26th Jun 2014, 07:44

The Chevy Volt does not offer cooled seats as stated in this review. Just wanted to point that out, because it is one of the things that is keeping me from purchasing it. I live in the hot and humid deep south, and cooled seats are in demand down here. Other than that... thanks for the great review. =)

27th May 2015, 02:49

Thanks for the review too, it is interesting to hear how the car feels. I believe it's an interesting concept, and if I'm not wrong, the only real hybrid available on the market. No more hassle with figuring out if the drive will be too long for the actual battery charge, while still being able to drive 100% on electric power for a defined distance. What a smart - if complex - choice Chevrolet has made.

29th May 2015, 19:37

We went from a Prius to a Mazda 6 and Mazda 3. Personally would rather have the Mazda 3 than this car. A little more money, but well worth it.

29th Oct 2015, 19:47

Here is an update after the last 30,000 miles. As of now the car has around 60,000 miles. Since writing the last comment I got a job that requires me to drive 38.5 miles. Each way. So basically the absolute max the Volt was made to handle. Luckily the place I work lets me charge there free of charge.

Short problem A: Decide whether each statement agrees with the Chevy Volt comments, answering yes or no and quoting the words that settle it: (i) The first commenter says the Volt offers cooled seats. (ii) One commenter switched from a Prius to a Mazda 6 and a Mazda 3. (iii) The October 2015 commenter pays to charge the car at work.
Short problem B: According to the Chevy Volt comments, how many miles does the car have at the time of the October 2015 update?
Short problem C: Extend the Chevy Volt comments, picking up after their final sentence.
These rows aren't needed.

(Stored items)

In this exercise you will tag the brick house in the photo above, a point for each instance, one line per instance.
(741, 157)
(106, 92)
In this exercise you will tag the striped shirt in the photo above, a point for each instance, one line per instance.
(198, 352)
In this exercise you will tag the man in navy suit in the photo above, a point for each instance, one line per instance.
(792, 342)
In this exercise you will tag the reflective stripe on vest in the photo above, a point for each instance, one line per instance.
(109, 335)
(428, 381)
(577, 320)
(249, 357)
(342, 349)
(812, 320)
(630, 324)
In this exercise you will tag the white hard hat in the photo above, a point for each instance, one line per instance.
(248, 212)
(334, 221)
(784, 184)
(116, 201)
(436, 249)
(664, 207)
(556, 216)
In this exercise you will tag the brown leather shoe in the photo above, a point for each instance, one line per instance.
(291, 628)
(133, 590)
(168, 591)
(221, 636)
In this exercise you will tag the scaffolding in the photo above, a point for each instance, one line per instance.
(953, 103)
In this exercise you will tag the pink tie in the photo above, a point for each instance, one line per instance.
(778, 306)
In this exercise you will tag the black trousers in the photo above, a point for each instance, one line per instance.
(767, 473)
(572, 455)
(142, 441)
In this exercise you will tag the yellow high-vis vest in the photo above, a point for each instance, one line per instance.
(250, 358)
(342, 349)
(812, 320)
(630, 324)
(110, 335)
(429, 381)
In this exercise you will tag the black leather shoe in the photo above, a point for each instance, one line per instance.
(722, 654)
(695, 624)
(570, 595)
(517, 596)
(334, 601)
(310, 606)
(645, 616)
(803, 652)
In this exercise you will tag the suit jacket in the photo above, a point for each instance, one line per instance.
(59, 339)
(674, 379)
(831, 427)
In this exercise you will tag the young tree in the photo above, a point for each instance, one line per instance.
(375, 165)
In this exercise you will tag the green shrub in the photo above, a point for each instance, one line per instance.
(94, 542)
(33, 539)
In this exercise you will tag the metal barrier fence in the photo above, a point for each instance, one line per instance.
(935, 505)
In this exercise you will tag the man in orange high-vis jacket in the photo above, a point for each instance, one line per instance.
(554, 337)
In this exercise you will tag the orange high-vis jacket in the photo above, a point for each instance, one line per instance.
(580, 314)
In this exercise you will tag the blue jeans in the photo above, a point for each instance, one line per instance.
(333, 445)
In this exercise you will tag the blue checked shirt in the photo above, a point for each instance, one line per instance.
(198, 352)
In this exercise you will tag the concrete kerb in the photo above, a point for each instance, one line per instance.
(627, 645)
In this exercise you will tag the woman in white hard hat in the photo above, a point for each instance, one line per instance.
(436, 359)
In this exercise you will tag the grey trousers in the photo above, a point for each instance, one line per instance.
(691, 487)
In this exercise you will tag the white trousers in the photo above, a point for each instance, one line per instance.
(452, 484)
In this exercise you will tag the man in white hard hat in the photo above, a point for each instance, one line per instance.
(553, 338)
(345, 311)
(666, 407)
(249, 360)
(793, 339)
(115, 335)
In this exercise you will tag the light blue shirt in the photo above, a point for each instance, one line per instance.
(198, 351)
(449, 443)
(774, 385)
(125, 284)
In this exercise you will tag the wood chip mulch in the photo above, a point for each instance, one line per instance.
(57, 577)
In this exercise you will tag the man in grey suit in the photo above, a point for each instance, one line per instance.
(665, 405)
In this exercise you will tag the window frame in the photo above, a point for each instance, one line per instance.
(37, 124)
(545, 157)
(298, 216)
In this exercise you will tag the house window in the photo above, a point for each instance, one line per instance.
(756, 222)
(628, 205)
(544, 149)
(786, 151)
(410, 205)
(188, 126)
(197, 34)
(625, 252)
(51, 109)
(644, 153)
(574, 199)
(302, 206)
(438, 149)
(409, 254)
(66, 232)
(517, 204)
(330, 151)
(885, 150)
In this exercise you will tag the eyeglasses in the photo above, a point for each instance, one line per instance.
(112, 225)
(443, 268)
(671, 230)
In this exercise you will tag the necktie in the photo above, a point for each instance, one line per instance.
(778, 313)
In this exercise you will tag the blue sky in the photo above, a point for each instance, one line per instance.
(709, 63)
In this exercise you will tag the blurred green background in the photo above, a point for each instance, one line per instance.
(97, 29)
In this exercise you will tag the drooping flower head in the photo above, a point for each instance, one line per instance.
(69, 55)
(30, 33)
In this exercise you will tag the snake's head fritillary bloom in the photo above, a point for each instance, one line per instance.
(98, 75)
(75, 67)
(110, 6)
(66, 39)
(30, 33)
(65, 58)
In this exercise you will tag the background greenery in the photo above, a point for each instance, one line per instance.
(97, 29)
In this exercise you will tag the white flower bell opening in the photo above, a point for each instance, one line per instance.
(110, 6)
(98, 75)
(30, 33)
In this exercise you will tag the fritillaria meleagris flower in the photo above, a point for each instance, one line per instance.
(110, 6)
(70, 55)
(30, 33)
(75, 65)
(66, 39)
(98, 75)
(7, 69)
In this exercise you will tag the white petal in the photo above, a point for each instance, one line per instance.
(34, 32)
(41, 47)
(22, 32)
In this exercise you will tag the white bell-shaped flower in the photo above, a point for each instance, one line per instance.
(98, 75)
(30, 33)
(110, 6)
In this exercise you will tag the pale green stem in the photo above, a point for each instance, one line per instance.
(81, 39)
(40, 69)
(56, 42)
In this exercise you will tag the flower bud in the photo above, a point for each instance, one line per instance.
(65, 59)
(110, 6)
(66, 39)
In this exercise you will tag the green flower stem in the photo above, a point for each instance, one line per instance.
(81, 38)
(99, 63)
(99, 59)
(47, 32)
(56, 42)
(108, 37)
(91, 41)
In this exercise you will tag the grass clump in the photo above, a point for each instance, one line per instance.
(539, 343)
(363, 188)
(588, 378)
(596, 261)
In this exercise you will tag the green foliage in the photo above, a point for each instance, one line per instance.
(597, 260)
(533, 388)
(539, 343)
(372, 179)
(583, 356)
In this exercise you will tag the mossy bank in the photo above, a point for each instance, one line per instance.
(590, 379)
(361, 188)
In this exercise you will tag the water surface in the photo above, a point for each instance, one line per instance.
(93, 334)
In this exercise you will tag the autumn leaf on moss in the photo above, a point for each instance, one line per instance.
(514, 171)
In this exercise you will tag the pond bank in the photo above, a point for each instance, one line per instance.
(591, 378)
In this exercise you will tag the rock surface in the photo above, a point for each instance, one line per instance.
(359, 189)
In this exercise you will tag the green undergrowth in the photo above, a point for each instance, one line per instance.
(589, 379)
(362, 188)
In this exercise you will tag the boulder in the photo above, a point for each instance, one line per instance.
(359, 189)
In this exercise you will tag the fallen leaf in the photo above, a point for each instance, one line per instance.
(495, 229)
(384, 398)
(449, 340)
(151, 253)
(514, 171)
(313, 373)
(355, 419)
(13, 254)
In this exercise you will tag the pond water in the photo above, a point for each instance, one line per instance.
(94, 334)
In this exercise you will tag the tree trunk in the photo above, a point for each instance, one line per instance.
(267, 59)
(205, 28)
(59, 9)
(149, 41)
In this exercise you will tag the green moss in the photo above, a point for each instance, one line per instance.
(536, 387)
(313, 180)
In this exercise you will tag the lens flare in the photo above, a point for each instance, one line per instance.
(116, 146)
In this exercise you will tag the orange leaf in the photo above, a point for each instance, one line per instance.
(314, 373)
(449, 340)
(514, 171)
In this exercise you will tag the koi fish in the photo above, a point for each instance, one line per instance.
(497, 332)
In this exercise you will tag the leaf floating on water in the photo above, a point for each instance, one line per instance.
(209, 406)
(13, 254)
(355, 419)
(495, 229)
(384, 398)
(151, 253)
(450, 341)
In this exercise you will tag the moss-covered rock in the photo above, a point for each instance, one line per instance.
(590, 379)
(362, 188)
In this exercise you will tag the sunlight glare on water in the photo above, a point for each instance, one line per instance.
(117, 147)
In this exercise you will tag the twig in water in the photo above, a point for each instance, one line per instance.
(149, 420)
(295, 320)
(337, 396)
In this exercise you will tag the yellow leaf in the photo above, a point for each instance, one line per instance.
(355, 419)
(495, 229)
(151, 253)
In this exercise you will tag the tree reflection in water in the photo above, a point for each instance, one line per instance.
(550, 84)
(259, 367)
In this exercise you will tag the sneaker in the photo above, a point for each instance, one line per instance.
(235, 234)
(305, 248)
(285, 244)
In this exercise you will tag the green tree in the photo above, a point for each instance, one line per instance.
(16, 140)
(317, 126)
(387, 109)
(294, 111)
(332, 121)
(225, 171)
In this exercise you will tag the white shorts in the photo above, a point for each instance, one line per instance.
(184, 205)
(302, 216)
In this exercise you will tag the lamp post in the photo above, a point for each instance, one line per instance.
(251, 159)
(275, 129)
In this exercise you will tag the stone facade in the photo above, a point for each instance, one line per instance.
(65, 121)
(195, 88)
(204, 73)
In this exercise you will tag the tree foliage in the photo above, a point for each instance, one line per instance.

Exercise result A:
(i) No: "The Chevy Volt does not offer cooled seats as stated in this review."
(ii) Yes: "We went from a Prius to a Mazda 6 and Mazda 3."
(iii) No: "Luckily the place I work lets me charge there free of charge."

Exercise result B: Around 60,000 miles.

Exercise result C:
On the typical work day I can manage to get all the way to and from work on battery alone. If I drive conservatively, I can manage to get something like 43 miles out of the battery. The highest was 46 miles. The engine doesn't get stellar economy. Maybe around 34 MPG, but not bad considering that this is a heavy car. My wife drives the car an hour away every 2 weeks for a club she is part of, which of course means the car runs on the engine most of the time for her trips. We also took a trip the mountains in it with my parents, a 400 mile round trip, and it managed to climb some really steep hills all throughout the Sierras with no problem. So it does what it was meant to do: drive to work or around town on the battery and drive on a family vacation like a "normal" car. With combined driving, the economy works out to be 175 or so MPG. The cost to charge one way for me is around $40 a month. I figure this car costs about 1/4 the cost to "fuel" over the old Prius we traded it in for... which is astounding.

As the battery runs the drivetrain most of the time and the engine just sits there, this has translated to much less frequent maintenance. The oil only needs to be changed about every two years. I did it once awhile back just to make me feel better, but even then the "old" oil still looked brand-new. Likewise I doubt the spark plugs or even the air filter will ever need to be changed. My wife uses the engine just enough to make sure the gas gets used up not to go stale.

So far the car has held up well - which it should seeing as how it's still (to me) a pretty new car. I've been pleased to see that it seems easy on the tires and brake pads, which show little wear. The paint, trim, interior panels and electronics all still look like new.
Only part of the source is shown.